**RECORDS PROVIDED:**
- - -

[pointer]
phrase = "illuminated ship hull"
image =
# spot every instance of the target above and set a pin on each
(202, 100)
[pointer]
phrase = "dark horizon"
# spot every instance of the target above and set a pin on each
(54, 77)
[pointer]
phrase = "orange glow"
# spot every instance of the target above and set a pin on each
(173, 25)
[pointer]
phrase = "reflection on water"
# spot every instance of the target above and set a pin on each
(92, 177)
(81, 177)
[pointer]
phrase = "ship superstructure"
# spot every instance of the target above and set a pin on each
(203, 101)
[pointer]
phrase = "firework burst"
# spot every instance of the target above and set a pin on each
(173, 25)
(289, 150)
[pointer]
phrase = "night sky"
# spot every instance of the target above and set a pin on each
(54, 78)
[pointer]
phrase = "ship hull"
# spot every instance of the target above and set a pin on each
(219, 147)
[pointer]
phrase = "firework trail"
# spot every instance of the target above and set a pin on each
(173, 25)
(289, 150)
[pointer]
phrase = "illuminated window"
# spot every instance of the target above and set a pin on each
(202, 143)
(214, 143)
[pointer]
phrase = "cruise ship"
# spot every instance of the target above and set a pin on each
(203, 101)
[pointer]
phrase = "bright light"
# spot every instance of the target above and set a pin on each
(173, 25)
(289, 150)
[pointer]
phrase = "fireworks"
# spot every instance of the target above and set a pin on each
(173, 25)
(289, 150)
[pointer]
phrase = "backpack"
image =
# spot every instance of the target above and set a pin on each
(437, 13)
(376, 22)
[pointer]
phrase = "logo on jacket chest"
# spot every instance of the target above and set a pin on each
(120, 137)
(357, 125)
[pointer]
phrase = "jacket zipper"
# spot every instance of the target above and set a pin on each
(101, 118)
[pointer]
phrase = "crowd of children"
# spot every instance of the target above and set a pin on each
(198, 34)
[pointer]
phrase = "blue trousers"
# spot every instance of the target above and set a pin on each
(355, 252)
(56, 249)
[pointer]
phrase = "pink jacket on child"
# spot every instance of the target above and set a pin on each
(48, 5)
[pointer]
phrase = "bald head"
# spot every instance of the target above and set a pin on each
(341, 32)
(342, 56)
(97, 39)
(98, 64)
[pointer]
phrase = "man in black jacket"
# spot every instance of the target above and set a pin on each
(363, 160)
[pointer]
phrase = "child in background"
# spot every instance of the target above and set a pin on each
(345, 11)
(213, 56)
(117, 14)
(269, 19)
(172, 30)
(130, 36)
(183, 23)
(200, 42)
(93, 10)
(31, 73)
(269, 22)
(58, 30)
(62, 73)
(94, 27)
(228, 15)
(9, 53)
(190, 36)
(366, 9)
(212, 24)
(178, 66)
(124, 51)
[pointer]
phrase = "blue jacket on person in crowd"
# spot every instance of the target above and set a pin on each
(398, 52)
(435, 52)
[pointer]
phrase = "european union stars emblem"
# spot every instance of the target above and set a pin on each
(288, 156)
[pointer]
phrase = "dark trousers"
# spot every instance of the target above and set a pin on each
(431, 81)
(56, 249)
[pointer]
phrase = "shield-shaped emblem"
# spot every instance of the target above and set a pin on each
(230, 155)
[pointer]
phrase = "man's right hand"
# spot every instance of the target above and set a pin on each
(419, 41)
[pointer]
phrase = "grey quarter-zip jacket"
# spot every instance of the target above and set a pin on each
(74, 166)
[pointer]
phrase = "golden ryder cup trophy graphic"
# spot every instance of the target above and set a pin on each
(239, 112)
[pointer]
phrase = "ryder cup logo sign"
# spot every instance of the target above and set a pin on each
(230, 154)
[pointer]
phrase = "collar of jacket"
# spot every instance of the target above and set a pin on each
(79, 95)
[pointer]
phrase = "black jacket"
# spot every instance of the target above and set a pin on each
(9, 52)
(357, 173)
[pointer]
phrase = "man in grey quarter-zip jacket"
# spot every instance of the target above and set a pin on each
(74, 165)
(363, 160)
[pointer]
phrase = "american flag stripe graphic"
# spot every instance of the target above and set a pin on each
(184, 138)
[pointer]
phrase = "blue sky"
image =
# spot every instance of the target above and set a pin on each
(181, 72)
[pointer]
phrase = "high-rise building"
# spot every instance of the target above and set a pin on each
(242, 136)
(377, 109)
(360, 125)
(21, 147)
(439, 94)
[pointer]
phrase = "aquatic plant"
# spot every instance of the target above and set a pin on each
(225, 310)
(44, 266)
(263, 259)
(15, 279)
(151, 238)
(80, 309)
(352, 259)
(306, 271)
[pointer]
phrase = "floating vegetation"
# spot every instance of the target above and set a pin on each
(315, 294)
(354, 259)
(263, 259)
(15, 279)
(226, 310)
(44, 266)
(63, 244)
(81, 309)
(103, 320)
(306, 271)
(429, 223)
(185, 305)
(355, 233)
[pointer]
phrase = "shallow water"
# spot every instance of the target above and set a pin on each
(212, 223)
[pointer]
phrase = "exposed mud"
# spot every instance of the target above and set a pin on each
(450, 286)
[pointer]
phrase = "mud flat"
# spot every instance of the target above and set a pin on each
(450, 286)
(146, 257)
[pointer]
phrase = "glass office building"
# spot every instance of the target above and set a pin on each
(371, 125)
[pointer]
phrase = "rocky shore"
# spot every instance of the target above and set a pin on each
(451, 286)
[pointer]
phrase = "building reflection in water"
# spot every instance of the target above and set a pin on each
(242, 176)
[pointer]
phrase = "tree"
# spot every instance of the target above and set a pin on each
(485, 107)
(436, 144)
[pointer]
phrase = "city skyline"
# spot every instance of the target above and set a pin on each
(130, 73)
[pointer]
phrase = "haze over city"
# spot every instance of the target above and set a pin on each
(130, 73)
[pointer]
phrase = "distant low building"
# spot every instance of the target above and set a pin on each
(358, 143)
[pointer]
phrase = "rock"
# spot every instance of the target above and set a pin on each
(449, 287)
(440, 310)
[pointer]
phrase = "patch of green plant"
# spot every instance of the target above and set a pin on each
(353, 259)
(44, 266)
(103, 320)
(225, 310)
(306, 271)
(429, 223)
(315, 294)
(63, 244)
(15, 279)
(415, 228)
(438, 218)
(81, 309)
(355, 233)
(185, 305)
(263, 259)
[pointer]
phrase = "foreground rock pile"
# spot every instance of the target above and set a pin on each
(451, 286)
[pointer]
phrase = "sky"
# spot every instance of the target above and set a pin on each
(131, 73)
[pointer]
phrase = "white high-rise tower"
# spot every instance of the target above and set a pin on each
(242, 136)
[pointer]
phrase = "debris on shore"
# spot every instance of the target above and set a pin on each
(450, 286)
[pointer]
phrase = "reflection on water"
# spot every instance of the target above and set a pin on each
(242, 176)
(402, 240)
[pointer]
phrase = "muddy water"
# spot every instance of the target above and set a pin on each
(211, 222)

- - -

**WHAT IS BEING ASKED:** When the word "crowd" turns up on a line of the material above, copy that line.

**EXERCISE RESULT:**
phrase = "crowd of children"
phrase = "blue jacket on person in crowd"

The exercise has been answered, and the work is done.